夜になると視界に入る情報が少なくて嬉しい。
より聴覚が研ぎ澄まされる気がして、
話口調や言葉がより夜モードになる。
夜にかけて昼から変わっていくのが好きだ。
昼にはこの世界にいたくない時もある。
そんな日は夜まで寝かせてやる。
熟成肉の様な感覚だ。

夜は何かとワクワクさせてくれる。
街のキャストが昼と夜で入れ替わるのだ。
好きな夜のシーンを、いくつか挙げてみる。
東南アジアのナイトマーケット、
程よく友人と酔っている時に散歩する繁華街、
浴衣を着た花火大会、
離島の船から見た海辺のランタン、
仕事終わりの解放された自由時間、
好きなタイ料理屋のメニューも夜になれば
好きなものが出てくる。
夜になると小説を読みたくなるし、
人と話したくなる。
気になるんだ、人が何をしているのか?

太陽は裏側へ、影の時間、月が照らしている。
鮮やかな色の灯りが街を照らし、
街が魅惑の雰囲気を纏い出す。
平安時代では黄昏時は逢魔時と呼ばれ、
魔物に遭遇する時間や、
災いをもたらす時間帯として信じられていた。
魑魅魍魎、百鬼夜行、
夜の怪奇的な雰囲気が実体化していく。

今日地球の夜は明るくなっている。

どこもかしこも程よく影を落としている。
裏路地なんかは何かが潜んでいて、
もの悲しげに映ったりもする。
昼とはまた違う表情で街を歩く人々。
みんな夜に備えて昼を過ごしている。
夜から1日が始まる人もいる。
今日の僕の様に。

そう言えば東京に来てからは
仕事柄、夜がメインの生活をしている。
僕が海辺で寝泊まりをしていた時は
昼が好きだった。
今は嫌いというわけではないが、
どちらかと言えば夜が好きである。
当時は昼を魅力的に感じさせてくれる環境が
あったからそうだったのだろう。

- - - -

=== 指示文 ===
夜についての本文から、「好きな夜のシーンを、いくつか挙げてみる。」で始まり「太陽は裏側へ、影の時間、月が照らしている。」で終わる部分を一字一句変えずに書き出すこと。 これらの項目は本文とは関係がない。

データセットの項目:
- - - -

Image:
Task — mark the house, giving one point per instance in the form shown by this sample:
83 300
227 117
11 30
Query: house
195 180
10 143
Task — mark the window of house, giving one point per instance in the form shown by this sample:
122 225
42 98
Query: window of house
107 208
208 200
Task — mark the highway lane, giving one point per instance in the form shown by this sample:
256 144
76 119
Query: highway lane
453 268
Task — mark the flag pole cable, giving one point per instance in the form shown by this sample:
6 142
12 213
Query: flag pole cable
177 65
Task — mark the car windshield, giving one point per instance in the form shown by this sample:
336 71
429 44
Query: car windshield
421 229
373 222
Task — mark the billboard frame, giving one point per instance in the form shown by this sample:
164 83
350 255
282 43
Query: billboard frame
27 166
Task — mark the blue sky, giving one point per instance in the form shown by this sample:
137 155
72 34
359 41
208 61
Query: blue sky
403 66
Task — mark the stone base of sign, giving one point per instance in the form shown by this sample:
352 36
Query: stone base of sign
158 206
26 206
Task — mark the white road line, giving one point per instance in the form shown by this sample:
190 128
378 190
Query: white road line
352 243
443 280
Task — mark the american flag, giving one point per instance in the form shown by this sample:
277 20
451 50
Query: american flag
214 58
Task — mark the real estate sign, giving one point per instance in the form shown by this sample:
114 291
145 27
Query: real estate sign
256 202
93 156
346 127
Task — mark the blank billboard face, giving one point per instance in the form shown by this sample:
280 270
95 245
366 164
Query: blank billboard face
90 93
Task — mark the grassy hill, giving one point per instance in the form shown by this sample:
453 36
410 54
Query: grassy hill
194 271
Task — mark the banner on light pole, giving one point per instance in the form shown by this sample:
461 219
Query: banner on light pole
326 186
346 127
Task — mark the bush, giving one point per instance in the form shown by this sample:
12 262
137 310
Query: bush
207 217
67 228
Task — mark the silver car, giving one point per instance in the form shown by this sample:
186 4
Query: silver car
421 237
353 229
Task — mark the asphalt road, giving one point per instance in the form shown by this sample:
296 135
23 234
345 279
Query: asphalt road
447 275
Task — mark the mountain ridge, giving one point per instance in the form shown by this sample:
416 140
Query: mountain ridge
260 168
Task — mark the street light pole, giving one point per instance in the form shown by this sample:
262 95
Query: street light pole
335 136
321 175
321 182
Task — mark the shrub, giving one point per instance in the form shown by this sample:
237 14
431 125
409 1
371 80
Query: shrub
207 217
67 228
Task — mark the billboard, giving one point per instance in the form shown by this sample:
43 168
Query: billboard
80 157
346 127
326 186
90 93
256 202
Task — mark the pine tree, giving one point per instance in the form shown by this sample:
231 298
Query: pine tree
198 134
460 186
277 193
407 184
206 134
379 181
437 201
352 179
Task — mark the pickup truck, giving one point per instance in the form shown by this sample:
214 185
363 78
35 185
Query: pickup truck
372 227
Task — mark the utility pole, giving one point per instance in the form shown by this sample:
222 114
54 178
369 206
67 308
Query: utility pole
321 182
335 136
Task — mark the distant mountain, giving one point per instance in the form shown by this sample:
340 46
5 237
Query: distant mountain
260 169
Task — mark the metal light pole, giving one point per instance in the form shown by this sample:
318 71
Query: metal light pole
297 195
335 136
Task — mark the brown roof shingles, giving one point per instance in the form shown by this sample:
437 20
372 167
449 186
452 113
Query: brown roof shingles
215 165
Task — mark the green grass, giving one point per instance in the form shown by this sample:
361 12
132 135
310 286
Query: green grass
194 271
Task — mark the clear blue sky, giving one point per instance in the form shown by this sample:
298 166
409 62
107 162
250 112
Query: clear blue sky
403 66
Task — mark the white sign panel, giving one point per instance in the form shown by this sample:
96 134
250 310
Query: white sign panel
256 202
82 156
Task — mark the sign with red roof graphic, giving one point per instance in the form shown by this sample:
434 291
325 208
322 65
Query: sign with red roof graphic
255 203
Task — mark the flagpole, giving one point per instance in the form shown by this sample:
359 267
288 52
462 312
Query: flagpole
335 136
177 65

- - - -

=== 回答 ===
好きな夜のシーンを、いくつか挙げてみる。
東南アジアのナイトマーケット、
程よく友人と酔っている時に散歩する繁華街、
浴衣を着た花火大会、
離島の船から見た海辺のランタン、
仕事終わりの解放された自由時間、
好きなタイ料理屋のメニューも夜になれば
好きなものが出てくる。
夜になると小説を読みたくなるし、
人と話したくなる。
気になるんだ、人が何をしているのか?

太陽は裏側へ、影の時間、月が照らしている。